_Brief:_ Copy out the whole listing below exactly.

--- START ---

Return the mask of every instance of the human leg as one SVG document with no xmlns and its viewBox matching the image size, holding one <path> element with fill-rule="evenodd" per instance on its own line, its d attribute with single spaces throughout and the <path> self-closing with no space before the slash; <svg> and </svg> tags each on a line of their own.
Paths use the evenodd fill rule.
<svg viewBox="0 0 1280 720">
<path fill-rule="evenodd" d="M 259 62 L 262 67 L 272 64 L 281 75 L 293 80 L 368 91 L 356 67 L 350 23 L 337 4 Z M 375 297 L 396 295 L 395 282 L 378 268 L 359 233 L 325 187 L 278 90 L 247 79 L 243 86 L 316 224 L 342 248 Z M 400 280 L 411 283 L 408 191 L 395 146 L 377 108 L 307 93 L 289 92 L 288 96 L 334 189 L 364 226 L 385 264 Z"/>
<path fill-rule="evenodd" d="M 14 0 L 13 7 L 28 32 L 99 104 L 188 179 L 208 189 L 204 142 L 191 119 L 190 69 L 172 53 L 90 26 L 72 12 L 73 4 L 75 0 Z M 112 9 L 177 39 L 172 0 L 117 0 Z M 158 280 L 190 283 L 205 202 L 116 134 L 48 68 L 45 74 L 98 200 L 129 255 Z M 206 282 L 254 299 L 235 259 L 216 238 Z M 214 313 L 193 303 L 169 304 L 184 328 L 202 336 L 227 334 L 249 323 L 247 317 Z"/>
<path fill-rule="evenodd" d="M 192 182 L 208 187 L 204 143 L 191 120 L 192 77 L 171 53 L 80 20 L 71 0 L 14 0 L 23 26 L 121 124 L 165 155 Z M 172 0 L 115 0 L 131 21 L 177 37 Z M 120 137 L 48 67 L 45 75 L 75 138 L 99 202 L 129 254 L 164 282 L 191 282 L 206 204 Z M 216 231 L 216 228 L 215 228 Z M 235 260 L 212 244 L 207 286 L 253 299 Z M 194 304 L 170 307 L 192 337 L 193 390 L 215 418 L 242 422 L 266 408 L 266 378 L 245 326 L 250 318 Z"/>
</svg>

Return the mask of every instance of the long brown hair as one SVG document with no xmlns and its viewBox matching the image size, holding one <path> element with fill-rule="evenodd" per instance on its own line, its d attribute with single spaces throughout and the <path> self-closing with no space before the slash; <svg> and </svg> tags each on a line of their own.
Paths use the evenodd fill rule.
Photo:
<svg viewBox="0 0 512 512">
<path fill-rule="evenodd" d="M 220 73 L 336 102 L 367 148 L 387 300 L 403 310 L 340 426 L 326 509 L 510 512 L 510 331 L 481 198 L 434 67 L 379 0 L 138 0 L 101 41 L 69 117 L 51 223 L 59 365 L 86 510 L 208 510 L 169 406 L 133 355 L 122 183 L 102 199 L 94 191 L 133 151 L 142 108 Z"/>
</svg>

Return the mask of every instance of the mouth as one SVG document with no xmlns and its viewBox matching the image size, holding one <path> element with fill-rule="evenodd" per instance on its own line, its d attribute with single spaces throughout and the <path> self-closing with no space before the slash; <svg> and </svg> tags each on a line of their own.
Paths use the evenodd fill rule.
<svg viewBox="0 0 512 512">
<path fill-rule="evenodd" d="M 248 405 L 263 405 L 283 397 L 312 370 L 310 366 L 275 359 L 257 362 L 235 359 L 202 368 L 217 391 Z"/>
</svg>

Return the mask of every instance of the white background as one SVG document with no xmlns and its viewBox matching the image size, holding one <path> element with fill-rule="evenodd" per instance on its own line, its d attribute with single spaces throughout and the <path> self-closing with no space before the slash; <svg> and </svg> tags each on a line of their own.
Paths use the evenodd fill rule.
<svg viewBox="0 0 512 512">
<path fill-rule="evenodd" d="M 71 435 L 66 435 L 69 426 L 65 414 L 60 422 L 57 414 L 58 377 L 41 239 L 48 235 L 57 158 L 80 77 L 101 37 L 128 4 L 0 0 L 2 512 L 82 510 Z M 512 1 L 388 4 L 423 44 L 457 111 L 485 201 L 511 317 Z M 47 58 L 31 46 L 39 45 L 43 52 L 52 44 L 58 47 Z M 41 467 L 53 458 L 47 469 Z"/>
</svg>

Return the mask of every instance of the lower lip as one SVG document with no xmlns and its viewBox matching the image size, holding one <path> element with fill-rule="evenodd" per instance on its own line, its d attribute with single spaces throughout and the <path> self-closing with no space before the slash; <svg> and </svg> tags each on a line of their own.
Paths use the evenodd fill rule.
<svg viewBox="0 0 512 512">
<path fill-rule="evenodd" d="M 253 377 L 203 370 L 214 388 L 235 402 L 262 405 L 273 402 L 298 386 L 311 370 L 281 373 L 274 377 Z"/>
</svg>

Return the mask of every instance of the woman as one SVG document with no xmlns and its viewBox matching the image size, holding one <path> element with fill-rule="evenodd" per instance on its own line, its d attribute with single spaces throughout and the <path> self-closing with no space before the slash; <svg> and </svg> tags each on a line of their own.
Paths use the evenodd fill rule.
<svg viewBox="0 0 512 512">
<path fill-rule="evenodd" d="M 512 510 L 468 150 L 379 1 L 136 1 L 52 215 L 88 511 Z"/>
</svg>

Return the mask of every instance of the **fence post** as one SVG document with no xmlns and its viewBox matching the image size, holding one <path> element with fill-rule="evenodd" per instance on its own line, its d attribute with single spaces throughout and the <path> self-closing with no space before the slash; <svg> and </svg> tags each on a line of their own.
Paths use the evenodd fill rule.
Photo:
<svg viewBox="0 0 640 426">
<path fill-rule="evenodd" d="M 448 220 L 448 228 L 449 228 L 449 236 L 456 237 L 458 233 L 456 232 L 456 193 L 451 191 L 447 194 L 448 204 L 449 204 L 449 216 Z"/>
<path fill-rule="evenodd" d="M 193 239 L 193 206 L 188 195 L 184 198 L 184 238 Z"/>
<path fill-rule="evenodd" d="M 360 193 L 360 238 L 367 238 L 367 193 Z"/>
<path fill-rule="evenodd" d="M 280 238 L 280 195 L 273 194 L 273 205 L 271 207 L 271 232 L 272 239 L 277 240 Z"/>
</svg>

--- END ---

_Reply to the exercise:_
Return the mask of every instance of the human leg as one SVG document with no xmlns and its viewBox matching the image size, holding one <path> element with fill-rule="evenodd" per instance on its own line, its d attribute with single spaces throughout and the <path> self-closing with no space before the slash; <svg> and </svg> tags each on a line of their own.
Paths use the evenodd fill rule.
<svg viewBox="0 0 1280 720">
<path fill-rule="evenodd" d="M 259 62 L 262 67 L 272 64 L 281 75 L 293 80 L 368 91 L 356 67 L 350 23 L 337 4 Z M 375 297 L 396 295 L 395 282 L 378 268 L 359 233 L 325 187 L 278 90 L 247 79 L 243 86 L 316 224 L 342 248 Z M 400 280 L 411 283 L 408 191 L 395 146 L 377 108 L 307 93 L 289 92 L 288 96 L 334 189 L 364 226 L 385 264 Z"/>
<path fill-rule="evenodd" d="M 14 0 L 13 7 L 28 32 L 99 104 L 188 179 L 208 189 L 204 142 L 191 119 L 190 69 L 172 53 L 90 26 L 72 12 L 73 4 L 75 0 Z M 112 9 L 177 39 L 172 0 L 117 0 Z M 158 280 L 190 283 L 205 202 L 116 134 L 48 68 L 45 74 L 98 200 L 129 255 Z M 206 282 L 254 299 L 235 259 L 216 238 Z M 214 313 L 193 303 L 169 304 L 184 328 L 202 336 L 227 334 L 249 323 L 247 317 Z"/>
<path fill-rule="evenodd" d="M 192 182 L 208 187 L 204 143 L 191 120 L 192 77 L 171 53 L 80 20 L 71 0 L 14 0 L 23 26 L 121 124 L 165 155 Z M 172 0 L 115 0 L 131 21 L 177 37 Z M 120 137 L 48 67 L 45 75 L 75 138 L 99 202 L 129 254 L 164 282 L 191 282 L 206 204 Z M 216 231 L 216 228 L 215 228 Z M 235 260 L 212 244 L 207 286 L 253 299 Z M 194 304 L 170 307 L 192 337 L 193 390 L 215 418 L 242 422 L 266 408 L 266 378 L 245 326 L 250 318 Z"/>
</svg>

Return the mask of every instance of the long brown hair as one SVG document with no xmlns and its viewBox matching the image size, holding one <path> element with fill-rule="evenodd" per instance on its own line, its d attribute with single spaces throughout and the <path> self-closing with no space before the slash; <svg> and </svg> tags each on a line of their own.
Paths use the evenodd fill rule.
Photo:
<svg viewBox="0 0 512 512">
<path fill-rule="evenodd" d="M 220 73 L 336 102 L 367 148 L 387 300 L 403 310 L 340 426 L 326 509 L 510 512 L 510 331 L 481 198 L 434 67 L 379 0 L 138 0 L 101 41 L 69 117 L 51 223 L 59 365 L 86 510 L 208 510 L 169 406 L 133 355 L 122 183 L 102 199 L 94 191 L 133 151 L 142 108 Z"/>
</svg>

Return the mask of every instance of the mouth as one SVG document with no xmlns and its viewBox matching the image size, holding one <path> element with fill-rule="evenodd" per instance on its own line, its d attribute with single spaces throughout and the <path> self-closing with no space before the slash; <svg> and </svg> tags each on a line of their own.
Paths use the evenodd fill rule.
<svg viewBox="0 0 512 512">
<path fill-rule="evenodd" d="M 248 405 L 263 405 L 283 397 L 312 370 L 310 366 L 275 359 L 257 362 L 235 359 L 202 368 L 217 391 Z"/>
</svg>

Return the mask of every instance of the white background as one SVG document with no xmlns and its viewBox matching the image size, holding one <path> element with fill-rule="evenodd" per instance on its own line, its d attribute with single spaces throughout and the <path> self-closing with no space before the slash; <svg> and </svg> tags each on a line of their own.
Paths use the evenodd fill rule.
<svg viewBox="0 0 512 512">
<path fill-rule="evenodd" d="M 71 435 L 66 435 L 69 426 L 65 414 L 60 422 L 57 414 L 58 377 L 41 239 L 48 235 L 57 158 L 80 77 L 101 37 L 128 4 L 0 0 L 2 512 L 82 510 Z M 512 1 L 388 4 L 423 44 L 457 111 L 485 201 L 511 317 Z M 47 58 L 31 46 L 39 45 L 43 52 L 52 44 L 58 47 Z M 41 467 L 53 458 L 47 469 Z"/>
</svg>

Return the mask of every instance of the lower lip as one SVG document with no xmlns and its viewBox matching the image size, holding one <path> element with fill-rule="evenodd" per instance on its own line, its d attribute with single spaces throughout and the <path> self-closing with no space before the slash; <svg> and </svg> tags each on a line of their own.
Paths use the evenodd fill rule.
<svg viewBox="0 0 512 512">
<path fill-rule="evenodd" d="M 253 377 L 203 370 L 214 388 L 235 402 L 262 405 L 273 402 L 298 386 L 311 370 L 281 373 L 274 377 Z"/>
</svg>

Return the mask of every instance of the woman as one SVG document with no xmlns and its viewBox matching the image size, holding one <path> element with fill-rule="evenodd" per instance on its own line, its d attribute with single spaces throughout and the <path> self-closing with no space before the slash; <svg> and </svg> tags each on a line of their own.
Paths use the evenodd fill rule.
<svg viewBox="0 0 512 512">
<path fill-rule="evenodd" d="M 512 510 L 468 150 L 379 1 L 136 1 L 52 215 L 88 511 Z"/>
</svg>

Return the mask of every instance of the **fence post** as one SVG document with no xmlns and its viewBox matching the image size, holding one <path> element with fill-rule="evenodd" per instance on its own line, its d attribute with single spaces throughout and the <path> self-closing with no space before the slash; <svg> and </svg> tags each on a line of their own.
Paths use the evenodd fill rule.
Photo:
<svg viewBox="0 0 640 426">
<path fill-rule="evenodd" d="M 448 220 L 448 228 L 449 228 L 449 236 L 456 237 L 458 233 L 456 232 L 456 193 L 451 191 L 447 194 L 448 204 L 449 204 L 449 216 Z"/>
<path fill-rule="evenodd" d="M 193 239 L 193 206 L 188 195 L 184 198 L 184 238 Z"/>
<path fill-rule="evenodd" d="M 360 193 L 360 238 L 367 238 L 367 193 Z"/>
<path fill-rule="evenodd" d="M 280 238 L 280 195 L 273 194 L 273 205 L 271 207 L 271 232 L 272 239 L 277 240 Z"/>
</svg>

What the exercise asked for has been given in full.